TEXT TO READ:

Vertigo, Ice, and Celluloid: Robert Redford’s Andean Odyssey | Ski in Portillo.
The incredible true story of Robert Redford filming "Downhill Racer" in Portillo, Chile. Discover the "Andean Curse," the 35mm cameras, and the struggle against the winter of 1969. Ski in Portillo.
PORTILLO
Mauro
1/5/20264 min read


The silence at the Laguna del Inca is no ordinary silence; it is a physical presence that presses against your eardrums, heavy with centuries of legends and the frozen whisper of glaciers. But in the winter of 1969, that silence was profaned by a sound foreign to the high Andes: the mechanical whir of 35mm Arriflex cameras and shouts of "Action!" defying the white wind.
Robert Redford, Hollywood’s golden boy, hadn’t come to Portillo for the afternoon sun on the hotel terrace. He had come to wage a battle against gravity, against the film industry, and ultimately, against the mountain range itself.
This is the story of Downhill Racer, a production born from a blind ambition for realism that nearly ended up buried under the avalanches of one of the world's most implacable mountains. For the modern skier, sliding on carbon fiber boards over satellite-groomed corduroy, what happened that year in Portillo sounds like a fiction more incredible than the movie itself.

THINGS TO DO:
1 - In the article about Robert Redford filming in Portillo, reproduce the passage between "Vertigo, Ice, and" and "the white wind.", inclusive.
2 - According to the article about Robert Redford filming in Portillo, why had Redford come to Portillo? Answer in one to three sentences.
3 - Continue the article about Robert Redford filming "Downhill Racer" in Portillo, starting after its last sentence.

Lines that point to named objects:
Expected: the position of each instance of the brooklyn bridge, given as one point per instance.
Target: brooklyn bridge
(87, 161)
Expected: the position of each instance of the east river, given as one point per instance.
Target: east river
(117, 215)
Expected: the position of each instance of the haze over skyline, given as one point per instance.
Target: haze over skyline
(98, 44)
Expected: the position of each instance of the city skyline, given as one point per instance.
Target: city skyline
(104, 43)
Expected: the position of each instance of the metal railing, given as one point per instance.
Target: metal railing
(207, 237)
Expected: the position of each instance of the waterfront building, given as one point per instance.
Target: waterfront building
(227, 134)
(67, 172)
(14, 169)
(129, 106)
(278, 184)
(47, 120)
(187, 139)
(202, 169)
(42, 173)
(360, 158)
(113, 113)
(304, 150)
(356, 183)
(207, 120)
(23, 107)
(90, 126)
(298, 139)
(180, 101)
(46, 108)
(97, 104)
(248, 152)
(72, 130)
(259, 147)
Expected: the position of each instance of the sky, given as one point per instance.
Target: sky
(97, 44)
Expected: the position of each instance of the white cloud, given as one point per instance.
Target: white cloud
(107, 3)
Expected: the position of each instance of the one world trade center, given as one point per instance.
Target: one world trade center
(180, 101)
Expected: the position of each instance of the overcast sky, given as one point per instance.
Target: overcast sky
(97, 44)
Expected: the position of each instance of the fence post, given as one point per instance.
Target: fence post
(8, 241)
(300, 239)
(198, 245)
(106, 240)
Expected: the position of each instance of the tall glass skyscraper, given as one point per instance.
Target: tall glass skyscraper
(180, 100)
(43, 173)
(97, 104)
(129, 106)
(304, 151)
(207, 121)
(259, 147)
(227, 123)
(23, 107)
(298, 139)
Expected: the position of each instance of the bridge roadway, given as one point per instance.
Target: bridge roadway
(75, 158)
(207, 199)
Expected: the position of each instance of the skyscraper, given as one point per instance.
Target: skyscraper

RESPONSES FOR EACH TASK:
1 -
Vertigo, Ice, and Celluloid: Robert Redford’s Andean Odyssey | Ski in Portillo.
The incredible true story of Robert Redford filming "Downhill Racer" in Portillo, Chile. Discover the "Andean Curse," the 35mm cameras, and the struggle against the winter of 1969. Ski in Portillo.
PORTILLO
Mauro
1/5/20264 min read


The silence at the Laguna del Inca is no ordinary silence; it is a physical presence that presses against your eardrums, heavy with centuries of legends and the frozen whisper of glaciers. But in the winter of 1969, that silence was profaned by a sound foreign to the high Andes: the mechanical whir of 35mm Arriflex cameras and shouts of "Action!" defying the white wind.

2 - He had not come for the afternoon sun on the hotel terrace. He came to wage a battle against gravity, against the film industry, and ultimately against the mountain range itself.

3 -
The Vision: Truth at 80 Miles Per Hour
By the late 1960s, Robert Redford was fed up. He was tired of Hollywood’s green screens, of actors faking speed in front of fans in a Burbank studio, and of sports movies that lacked soul. He was a real skier—a man who understood that downhill racing isn't a dance; it’s a duel with fear.
As the producer and star of Downhill Racer, Redford set out on a mission his agents thought was madness: to film skiing as it had never been done before. He wanted the audience to feel the burn in their quads, the biting wind on their faces, and the sheer terror of losing an edge on a sheet of blue ice.
To achieve this, he needed snow in August. He needed slopes that would make even the best World Cup racers think twice. His map led him to a remote corner of Chile, to a bright yellow hotel embedded nearly 3,000 meters high: Portillo.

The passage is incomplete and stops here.